- **Text shown**:

------------------------------------------------------------

National Parks & Forests
- Federal ownership of Western lands surprised most Easterners, but causes great regional
resentment, mobilized in Sagebrush Rebellion, below.
- The Department of Interior is critical to Big Sky, so its Secretary always comes from
region, such as Bruce Babbitt, former governor of Arizona
- Grazing, mineral, and timber rights are a constant struggle, especially the practice of
clear cutting large swaths of forest.
- Emotional disputes also involve the reintroduction of wolves and the practice of
fire ecology in Yellowstone.
Politics
- Despite relatively low population, each state has 2 Senators, and they work together,
mostly GOP. Thus, great influence on regional policy, a source of thriving Big Sky
sectionalism.
- The Sagebrush Rebellion has subsided after Reagan and debacle of James Watt, Interior
Secretary under President Ronald Reagan.

------------------------------------------------------------

- **Records provided**:

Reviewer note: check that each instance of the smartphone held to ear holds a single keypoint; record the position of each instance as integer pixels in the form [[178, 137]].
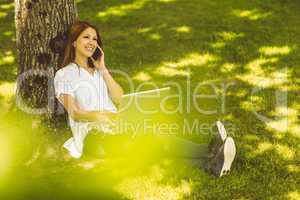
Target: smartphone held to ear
[[97, 54]]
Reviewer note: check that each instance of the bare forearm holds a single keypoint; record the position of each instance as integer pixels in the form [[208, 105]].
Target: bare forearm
[[115, 90]]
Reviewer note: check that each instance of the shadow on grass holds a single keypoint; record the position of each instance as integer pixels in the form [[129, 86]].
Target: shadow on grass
[[244, 45]]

------------------------------------------------------------

- **Directive**: Continue the notes on the Big Sky region's lands and politics, picking up after the final point about the Sagebrush Rebellion and James Watt.

- **Response**:
- The Wise Use movement is
composed of anti-environmentalists allied with mining, timber, and grazing interests. Wise
Use has clashed with
environmentalists over development projects in the West. (Wise Use has recently come
to New Jersey.)
- Mormon influence is especially strong in Utah, but has spread beyond its Salt Lake City
base.
- Colorado illustrates the collision over growth. Although the state is famous for its
scenery and its ski slopes, Colorado is really very conservative and pro-growth. Water
quality, mining leachate, nuclear waste make for a complicated brew. Garreau divides
Colorado: part Mountain West, part Breadbasket.

ProfWork, by Wayne Hayes, Ph.D.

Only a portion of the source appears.